STORED ROWS:
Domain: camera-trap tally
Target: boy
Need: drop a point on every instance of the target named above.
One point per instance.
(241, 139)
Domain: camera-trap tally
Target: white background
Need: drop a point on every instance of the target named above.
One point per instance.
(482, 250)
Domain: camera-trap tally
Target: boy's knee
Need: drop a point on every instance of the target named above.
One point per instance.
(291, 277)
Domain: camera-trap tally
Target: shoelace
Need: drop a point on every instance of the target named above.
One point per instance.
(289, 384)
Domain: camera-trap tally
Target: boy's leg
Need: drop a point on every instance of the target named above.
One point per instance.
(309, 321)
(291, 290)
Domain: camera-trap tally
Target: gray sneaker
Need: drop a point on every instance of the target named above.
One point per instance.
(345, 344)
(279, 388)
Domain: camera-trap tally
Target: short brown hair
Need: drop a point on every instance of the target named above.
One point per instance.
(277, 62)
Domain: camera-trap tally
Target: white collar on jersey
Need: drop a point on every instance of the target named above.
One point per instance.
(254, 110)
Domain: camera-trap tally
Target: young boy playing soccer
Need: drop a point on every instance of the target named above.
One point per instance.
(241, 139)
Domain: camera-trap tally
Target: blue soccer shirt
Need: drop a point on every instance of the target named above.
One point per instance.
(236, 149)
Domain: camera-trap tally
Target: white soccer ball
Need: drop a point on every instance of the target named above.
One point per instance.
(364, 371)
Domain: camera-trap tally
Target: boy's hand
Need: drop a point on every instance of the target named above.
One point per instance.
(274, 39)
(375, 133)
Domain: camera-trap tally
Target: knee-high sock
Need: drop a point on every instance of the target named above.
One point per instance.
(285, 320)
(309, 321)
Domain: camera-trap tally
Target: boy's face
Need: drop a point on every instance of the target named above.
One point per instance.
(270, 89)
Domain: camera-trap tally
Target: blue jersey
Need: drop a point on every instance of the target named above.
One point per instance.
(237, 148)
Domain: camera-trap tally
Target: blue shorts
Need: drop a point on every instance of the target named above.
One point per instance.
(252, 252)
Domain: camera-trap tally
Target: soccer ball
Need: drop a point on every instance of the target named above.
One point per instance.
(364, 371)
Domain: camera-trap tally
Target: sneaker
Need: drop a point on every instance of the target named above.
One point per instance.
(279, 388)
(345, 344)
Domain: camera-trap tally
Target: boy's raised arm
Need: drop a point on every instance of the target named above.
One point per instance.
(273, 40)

OBJECTIVE:
Using the exact wording, write out all of the records.

EXERCISE RESPONSE:
Domain: camera-trap tally
Target: boy
Need: drop a point on every instance of the target named above.
One point per instance.
(241, 139)
Domain: camera-trap tally
Target: white background
Need: drop a point on every instance of the target named above.
One point per instance.
(482, 250)
Domain: camera-trap tally
Target: boy's knee
Need: drop a point on every instance of the target named above.
One point per instance.
(291, 277)
Domain: camera-trap tally
Target: shoelace
Need: drop a point on every instance of the target named above.
One point per instance.
(289, 384)
Domain: camera-trap tally
Target: boy's leg
Need: drop a point on every instance of the target named above.
One point per instance.
(309, 321)
(291, 290)
Domain: camera-trap tally
Target: gray sneaker
Need: drop a point on every instance of the target named above.
One point per instance.
(345, 344)
(279, 388)
Domain: camera-trap tally
Target: short brown hair
Need: drop a point on every instance of the target named above.
One point per instance.
(277, 62)
Domain: camera-trap tally
Target: white collar on jersey
Need: drop a point on every instance of the target named above.
One point per instance.
(254, 110)
Domain: camera-trap tally
Target: young boy playing soccer
Need: drop a point on every instance of the target named above.
One point per instance.
(241, 139)
Domain: camera-trap tally
Target: blue soccer shirt
Need: drop a point on every instance of the target named above.
One point per instance.
(236, 149)
Domain: camera-trap tally
Target: white soccer ball
Need: drop a point on every instance of the target named above.
One point per instance.
(364, 371)
Domain: camera-trap tally
Target: boy's hand
Need: drop a point on every instance of the target named above.
One point per instance.
(274, 39)
(375, 133)
Domain: camera-trap tally
Target: knee-high sock
Need: drop a point on every instance of the target named above.
One point per instance.
(285, 320)
(309, 321)
Domain: camera-trap tally
Target: boy's face
Need: drop a point on every instance of the target named above.
One point per instance.
(270, 89)
Domain: camera-trap tally
Target: blue jersey
Need: drop a point on every instance of the target named above.
One point per instance.
(237, 148)
Domain: camera-trap tally
Target: blue shorts
Need: drop a point on every instance of the target named above.
One point per instance.
(252, 252)
Domain: camera-trap tally
Target: soccer ball
Need: drop a point on every instance of the target named above.
One point per instance.
(364, 371)
Domain: camera-trap tally
Target: sneaker
Need: drop a point on every instance of the target named above.
One point per instance.
(279, 388)
(345, 344)
Domain: camera-trap tally
Target: boy's raised arm
Need: drop a point on every instance of the target named above.
One point per instance.
(273, 40)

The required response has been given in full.